Re: [DISCUSS] KIP-501 Avoid out-of-sync or offline partitions when follower fetch requests are not processed in time

Posted by Jun Rao <ju...@confluent.io.INVALID>.

Hi, Satish,

Thanks for the KIP.

1. For Solution 2, we probably want to be a bit careful with letting each
broker automatically relinquish leadership. The danger of doing that is if
all brokers start doing the same (say due to increased data volume), the
whole cluster could get into a state with no leaders.

2. For Solution 1, I am wondering to what extent it solves the problem. As
Lucas mentioned earlier, if the disk is slow, eventually it will slow down
the produce requests and delay the processing of the follower fetch
requests. Do you know how well this approach works in practice?

3. I am thinking that yet another approach is to introduce some kind of
pluggable failure detection module to detect individual broker failure.

### SET TASK
Retype the passage of the KIP-501 reply from "Re: [DISCUSS] KIP-501" to "for the KIP.". The records have nothing to do with the text.

### DATASET RECORDS
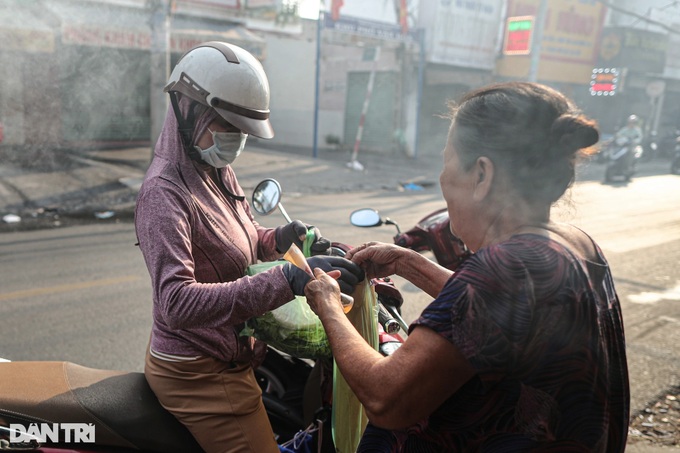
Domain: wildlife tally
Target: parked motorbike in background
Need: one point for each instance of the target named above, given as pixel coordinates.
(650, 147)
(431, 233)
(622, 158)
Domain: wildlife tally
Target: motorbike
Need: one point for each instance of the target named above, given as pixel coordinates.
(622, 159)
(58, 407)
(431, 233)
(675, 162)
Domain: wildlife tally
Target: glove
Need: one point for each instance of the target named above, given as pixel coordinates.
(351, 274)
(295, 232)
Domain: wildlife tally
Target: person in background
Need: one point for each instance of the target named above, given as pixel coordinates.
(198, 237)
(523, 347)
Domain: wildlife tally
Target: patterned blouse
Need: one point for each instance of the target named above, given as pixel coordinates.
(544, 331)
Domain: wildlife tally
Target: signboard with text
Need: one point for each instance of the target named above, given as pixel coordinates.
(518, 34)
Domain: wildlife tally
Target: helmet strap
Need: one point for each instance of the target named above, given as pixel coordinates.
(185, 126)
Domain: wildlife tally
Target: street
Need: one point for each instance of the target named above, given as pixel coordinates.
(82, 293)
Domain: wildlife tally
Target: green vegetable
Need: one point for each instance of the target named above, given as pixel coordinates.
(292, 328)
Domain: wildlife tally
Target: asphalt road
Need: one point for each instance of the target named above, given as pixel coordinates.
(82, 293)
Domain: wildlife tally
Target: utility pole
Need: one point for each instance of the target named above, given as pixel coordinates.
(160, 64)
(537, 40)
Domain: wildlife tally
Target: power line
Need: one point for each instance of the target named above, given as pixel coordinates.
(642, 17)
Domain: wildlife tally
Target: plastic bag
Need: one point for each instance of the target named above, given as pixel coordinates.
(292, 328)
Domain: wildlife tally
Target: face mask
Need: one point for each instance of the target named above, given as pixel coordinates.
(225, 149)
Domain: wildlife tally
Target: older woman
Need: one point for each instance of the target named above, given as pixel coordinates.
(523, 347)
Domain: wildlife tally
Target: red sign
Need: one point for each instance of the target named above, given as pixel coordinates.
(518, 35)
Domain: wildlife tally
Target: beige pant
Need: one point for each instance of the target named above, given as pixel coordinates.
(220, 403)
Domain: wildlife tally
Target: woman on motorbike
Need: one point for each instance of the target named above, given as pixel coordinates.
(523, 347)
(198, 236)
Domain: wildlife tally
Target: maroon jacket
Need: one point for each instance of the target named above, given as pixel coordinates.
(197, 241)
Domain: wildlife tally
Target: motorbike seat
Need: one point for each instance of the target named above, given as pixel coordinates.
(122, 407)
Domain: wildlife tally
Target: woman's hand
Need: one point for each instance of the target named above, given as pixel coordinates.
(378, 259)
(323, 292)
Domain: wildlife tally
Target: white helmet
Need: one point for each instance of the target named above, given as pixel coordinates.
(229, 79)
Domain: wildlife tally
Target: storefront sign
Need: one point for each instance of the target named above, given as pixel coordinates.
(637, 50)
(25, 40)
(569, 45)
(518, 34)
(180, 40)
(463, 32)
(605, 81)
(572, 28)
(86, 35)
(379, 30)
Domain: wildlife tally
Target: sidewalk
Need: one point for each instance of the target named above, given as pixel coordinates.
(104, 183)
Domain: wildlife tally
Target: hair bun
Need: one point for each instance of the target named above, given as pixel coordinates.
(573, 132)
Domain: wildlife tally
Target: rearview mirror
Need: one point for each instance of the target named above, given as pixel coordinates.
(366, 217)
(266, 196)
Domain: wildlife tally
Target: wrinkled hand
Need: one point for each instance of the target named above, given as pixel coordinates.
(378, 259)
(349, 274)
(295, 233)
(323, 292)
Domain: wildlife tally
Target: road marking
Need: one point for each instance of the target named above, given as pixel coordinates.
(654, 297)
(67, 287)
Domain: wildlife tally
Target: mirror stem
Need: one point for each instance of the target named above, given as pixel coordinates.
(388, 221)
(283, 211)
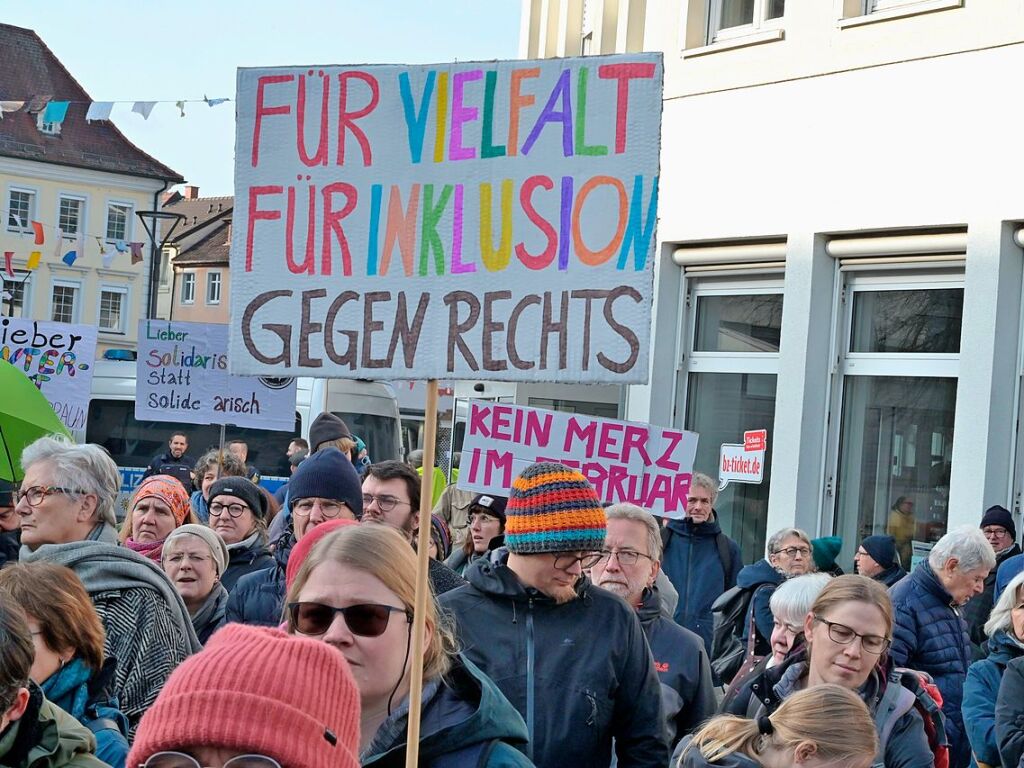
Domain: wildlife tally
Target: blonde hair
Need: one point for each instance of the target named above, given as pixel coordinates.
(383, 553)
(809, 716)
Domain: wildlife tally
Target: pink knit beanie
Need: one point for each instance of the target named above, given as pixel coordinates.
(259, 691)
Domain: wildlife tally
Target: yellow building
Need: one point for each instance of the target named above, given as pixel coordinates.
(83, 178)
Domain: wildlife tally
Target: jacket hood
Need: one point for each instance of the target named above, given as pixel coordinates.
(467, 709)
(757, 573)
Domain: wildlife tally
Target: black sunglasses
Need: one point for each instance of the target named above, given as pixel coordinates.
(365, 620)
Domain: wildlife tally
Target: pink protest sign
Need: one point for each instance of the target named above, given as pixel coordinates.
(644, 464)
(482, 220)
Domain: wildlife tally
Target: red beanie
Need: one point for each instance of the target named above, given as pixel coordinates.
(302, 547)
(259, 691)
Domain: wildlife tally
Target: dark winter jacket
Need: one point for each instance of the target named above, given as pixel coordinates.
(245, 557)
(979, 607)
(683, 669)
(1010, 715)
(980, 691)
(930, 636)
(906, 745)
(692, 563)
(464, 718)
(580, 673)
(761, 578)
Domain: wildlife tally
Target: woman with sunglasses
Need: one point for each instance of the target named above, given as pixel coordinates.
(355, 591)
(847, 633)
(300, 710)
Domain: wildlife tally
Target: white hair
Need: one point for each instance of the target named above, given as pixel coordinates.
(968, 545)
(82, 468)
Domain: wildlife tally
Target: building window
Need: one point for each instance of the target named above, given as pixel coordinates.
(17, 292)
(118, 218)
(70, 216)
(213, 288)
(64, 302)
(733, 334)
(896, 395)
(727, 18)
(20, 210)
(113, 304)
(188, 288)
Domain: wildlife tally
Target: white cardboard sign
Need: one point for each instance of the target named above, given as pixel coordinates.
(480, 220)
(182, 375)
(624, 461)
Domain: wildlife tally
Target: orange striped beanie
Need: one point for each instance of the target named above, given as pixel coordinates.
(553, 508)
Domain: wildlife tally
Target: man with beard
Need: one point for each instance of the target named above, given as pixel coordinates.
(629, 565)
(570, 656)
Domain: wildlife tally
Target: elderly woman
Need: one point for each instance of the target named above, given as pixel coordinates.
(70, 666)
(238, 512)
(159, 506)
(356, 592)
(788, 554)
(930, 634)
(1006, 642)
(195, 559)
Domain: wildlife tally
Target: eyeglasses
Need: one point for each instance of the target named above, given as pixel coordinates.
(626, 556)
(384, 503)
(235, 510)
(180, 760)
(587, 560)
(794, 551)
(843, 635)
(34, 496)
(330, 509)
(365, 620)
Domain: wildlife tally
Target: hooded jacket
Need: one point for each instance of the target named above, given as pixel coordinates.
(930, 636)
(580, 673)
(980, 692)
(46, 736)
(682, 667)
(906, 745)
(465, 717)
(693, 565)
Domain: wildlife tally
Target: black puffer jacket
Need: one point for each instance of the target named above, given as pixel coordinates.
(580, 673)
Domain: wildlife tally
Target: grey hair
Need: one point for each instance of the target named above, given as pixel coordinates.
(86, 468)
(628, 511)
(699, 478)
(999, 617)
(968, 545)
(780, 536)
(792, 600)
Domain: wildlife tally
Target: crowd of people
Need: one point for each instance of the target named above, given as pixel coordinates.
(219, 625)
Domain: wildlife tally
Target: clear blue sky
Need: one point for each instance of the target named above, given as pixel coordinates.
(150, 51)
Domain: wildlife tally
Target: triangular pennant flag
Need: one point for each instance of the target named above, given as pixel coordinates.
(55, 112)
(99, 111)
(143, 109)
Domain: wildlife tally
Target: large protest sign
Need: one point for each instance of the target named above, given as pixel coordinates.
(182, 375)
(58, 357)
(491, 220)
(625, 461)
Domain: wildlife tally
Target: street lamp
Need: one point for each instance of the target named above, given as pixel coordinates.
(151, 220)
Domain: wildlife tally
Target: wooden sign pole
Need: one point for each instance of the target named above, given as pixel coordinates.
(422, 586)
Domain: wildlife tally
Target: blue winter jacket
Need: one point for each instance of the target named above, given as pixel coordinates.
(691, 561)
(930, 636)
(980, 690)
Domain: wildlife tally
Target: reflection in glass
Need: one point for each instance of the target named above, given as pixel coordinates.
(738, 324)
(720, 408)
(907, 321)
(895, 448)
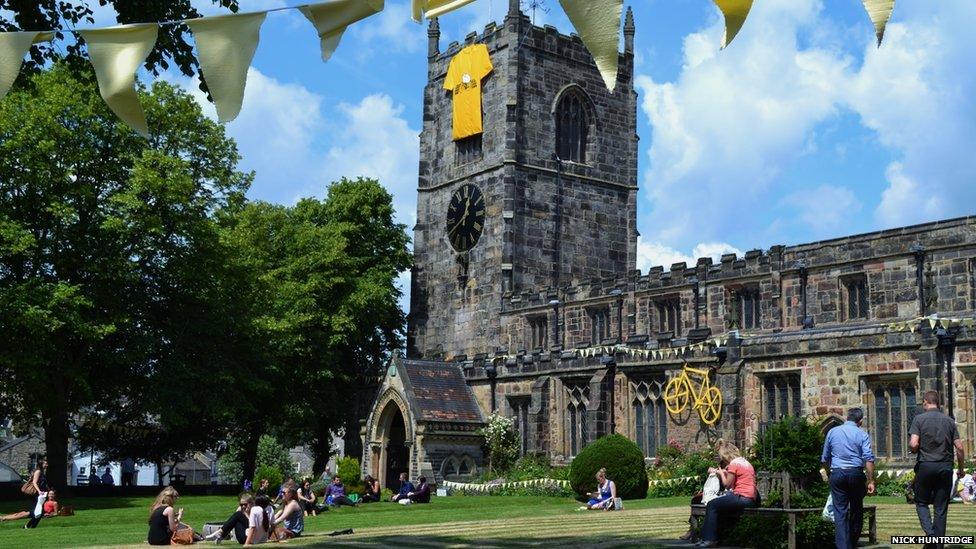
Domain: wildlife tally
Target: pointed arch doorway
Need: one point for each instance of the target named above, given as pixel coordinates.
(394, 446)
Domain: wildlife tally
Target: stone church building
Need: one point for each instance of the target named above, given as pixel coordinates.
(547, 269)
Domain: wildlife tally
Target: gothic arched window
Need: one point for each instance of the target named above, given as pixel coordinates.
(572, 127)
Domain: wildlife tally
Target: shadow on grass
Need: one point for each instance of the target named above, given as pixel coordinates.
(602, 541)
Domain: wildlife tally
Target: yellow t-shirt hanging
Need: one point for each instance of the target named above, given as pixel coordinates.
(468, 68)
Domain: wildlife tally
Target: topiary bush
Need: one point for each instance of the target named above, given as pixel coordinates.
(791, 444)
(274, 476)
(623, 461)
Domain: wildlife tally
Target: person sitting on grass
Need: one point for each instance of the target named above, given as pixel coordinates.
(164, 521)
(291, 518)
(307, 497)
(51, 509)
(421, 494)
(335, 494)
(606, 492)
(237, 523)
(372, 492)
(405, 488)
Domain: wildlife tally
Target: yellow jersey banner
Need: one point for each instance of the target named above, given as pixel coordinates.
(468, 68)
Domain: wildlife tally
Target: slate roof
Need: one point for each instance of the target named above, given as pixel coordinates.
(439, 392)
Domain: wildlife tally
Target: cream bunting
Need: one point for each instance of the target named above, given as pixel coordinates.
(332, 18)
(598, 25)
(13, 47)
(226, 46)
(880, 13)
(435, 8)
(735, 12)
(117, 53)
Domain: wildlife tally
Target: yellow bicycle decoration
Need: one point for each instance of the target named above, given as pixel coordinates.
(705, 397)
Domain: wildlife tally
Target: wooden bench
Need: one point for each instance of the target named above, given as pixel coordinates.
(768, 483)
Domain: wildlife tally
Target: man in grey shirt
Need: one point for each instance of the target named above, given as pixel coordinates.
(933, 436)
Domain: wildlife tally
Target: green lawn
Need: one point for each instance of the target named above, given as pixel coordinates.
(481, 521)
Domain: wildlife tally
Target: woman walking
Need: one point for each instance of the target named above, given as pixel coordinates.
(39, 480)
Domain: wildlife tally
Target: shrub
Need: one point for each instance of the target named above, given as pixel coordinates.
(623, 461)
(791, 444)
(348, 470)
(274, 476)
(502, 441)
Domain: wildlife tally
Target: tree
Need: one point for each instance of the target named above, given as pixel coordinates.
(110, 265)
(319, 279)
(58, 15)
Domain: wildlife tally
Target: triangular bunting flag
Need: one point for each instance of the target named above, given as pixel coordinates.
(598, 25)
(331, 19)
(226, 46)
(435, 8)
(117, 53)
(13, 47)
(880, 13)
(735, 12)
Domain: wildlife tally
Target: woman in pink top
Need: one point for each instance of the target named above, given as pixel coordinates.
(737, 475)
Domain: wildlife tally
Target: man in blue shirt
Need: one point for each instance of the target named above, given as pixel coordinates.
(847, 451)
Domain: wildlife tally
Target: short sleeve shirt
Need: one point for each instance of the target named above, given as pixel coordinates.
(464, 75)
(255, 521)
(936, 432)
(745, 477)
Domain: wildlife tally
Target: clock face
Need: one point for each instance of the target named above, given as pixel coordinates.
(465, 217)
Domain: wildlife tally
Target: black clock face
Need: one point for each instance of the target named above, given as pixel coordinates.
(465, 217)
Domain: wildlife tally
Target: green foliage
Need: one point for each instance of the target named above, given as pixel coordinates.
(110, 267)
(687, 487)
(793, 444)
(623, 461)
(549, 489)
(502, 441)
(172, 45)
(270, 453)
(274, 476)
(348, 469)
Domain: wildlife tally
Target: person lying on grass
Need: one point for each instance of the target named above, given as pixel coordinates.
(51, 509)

### THE COMPLETED TASK
Re: [DISCUSS] KIP-501 Avoid out-of-sync or offline partitions when follower fetch requests are not processed in time

Posted by Jun Rao <ju...@confluent.io.INVALID>.

Hi, Satish,

Thanks for the KIP.